[Requirement]
Lines from the entries below that hold "sitting" form the answer; copy all of them.

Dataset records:
○ ○ ○ ○

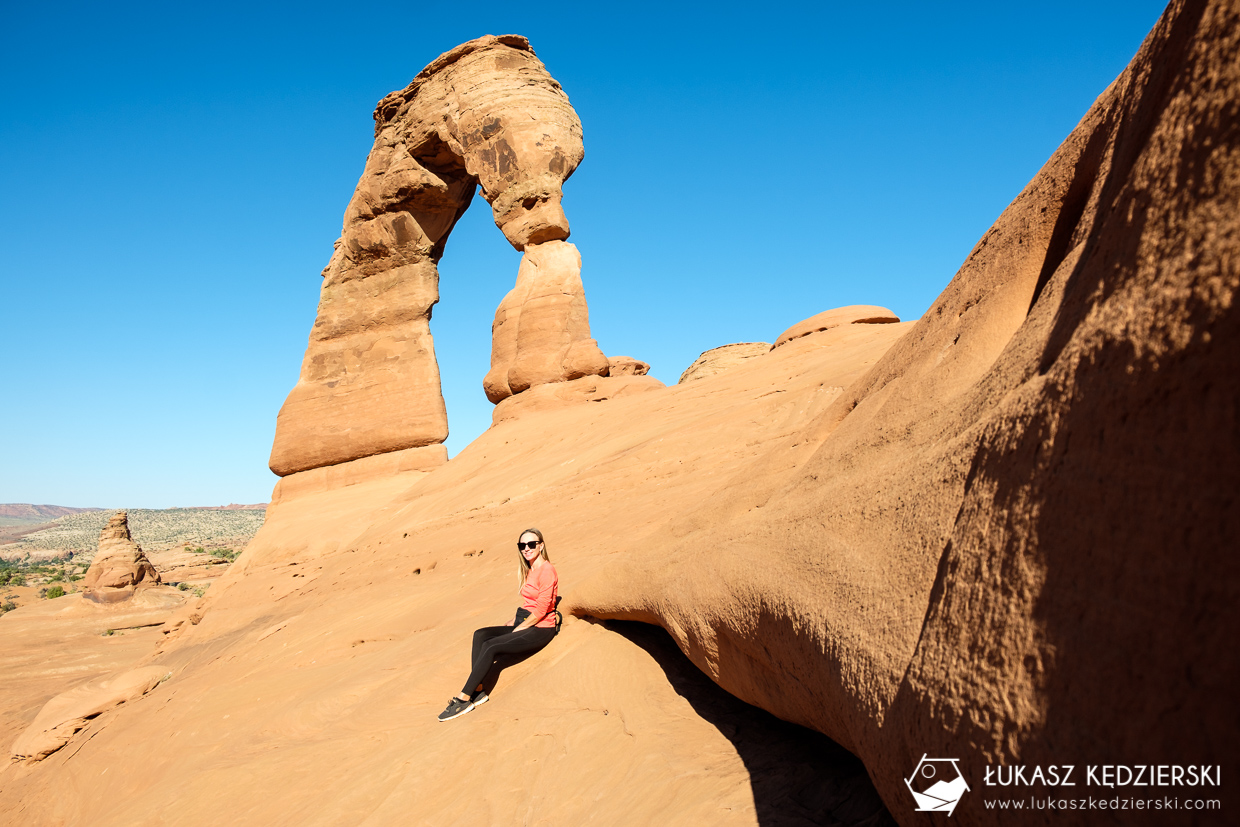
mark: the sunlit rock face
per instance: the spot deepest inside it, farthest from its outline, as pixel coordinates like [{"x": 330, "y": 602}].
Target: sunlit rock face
[
  {"x": 487, "y": 117},
  {"x": 119, "y": 567}
]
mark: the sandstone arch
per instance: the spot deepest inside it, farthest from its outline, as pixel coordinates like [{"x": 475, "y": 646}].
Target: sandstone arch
[{"x": 486, "y": 114}]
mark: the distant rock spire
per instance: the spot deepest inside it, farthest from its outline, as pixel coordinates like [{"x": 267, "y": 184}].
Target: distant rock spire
[{"x": 120, "y": 567}]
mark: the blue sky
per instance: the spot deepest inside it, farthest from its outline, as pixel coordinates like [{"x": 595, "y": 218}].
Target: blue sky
[{"x": 172, "y": 179}]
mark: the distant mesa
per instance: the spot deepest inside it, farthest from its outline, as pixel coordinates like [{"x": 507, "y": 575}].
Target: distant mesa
[
  {"x": 718, "y": 360},
  {"x": 837, "y": 318},
  {"x": 70, "y": 712},
  {"x": 32, "y": 513},
  {"x": 119, "y": 568},
  {"x": 626, "y": 366}
]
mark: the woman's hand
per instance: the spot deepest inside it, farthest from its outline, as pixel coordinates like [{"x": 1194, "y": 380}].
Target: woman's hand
[{"x": 527, "y": 624}]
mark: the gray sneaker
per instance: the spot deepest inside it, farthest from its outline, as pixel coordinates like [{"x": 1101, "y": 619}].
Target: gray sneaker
[{"x": 455, "y": 708}]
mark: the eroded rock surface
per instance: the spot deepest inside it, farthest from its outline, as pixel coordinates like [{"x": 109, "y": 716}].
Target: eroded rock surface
[
  {"x": 542, "y": 327},
  {"x": 626, "y": 366},
  {"x": 119, "y": 567},
  {"x": 721, "y": 358},
  {"x": 826, "y": 320},
  {"x": 1007, "y": 541},
  {"x": 486, "y": 114}
]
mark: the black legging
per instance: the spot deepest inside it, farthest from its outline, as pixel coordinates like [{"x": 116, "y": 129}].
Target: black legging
[{"x": 501, "y": 640}]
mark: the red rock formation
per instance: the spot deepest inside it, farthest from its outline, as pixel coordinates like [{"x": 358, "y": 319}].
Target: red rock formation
[
  {"x": 119, "y": 567},
  {"x": 721, "y": 358},
  {"x": 852, "y": 315},
  {"x": 484, "y": 114},
  {"x": 542, "y": 327}
]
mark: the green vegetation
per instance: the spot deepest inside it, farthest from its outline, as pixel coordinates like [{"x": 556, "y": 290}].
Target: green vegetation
[{"x": 223, "y": 553}]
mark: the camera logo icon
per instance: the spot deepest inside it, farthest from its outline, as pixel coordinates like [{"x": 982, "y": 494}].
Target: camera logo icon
[{"x": 936, "y": 784}]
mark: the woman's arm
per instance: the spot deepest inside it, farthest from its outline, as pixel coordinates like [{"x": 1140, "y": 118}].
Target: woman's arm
[{"x": 544, "y": 601}]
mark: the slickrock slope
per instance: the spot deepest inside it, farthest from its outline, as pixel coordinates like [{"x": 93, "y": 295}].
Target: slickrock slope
[
  {"x": 542, "y": 327},
  {"x": 853, "y": 315},
  {"x": 310, "y": 686},
  {"x": 119, "y": 567},
  {"x": 721, "y": 358},
  {"x": 484, "y": 114},
  {"x": 1000, "y": 532}
]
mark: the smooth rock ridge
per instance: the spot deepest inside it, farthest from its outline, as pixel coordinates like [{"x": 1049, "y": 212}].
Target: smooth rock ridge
[
  {"x": 828, "y": 319},
  {"x": 721, "y": 358},
  {"x": 485, "y": 114},
  {"x": 119, "y": 567}
]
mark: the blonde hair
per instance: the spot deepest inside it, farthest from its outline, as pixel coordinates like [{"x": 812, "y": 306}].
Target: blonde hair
[{"x": 522, "y": 564}]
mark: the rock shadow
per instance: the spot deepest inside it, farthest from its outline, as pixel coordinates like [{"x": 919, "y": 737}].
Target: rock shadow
[{"x": 799, "y": 776}]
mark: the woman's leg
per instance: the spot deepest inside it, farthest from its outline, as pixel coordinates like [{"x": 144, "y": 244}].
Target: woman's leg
[
  {"x": 527, "y": 640},
  {"x": 484, "y": 635}
]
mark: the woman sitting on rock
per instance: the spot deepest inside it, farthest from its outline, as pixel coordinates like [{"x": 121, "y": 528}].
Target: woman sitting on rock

○ ○ ○ ○

[Expected answer]
mark: the woman sitting on rock
Target: woman sitting on rock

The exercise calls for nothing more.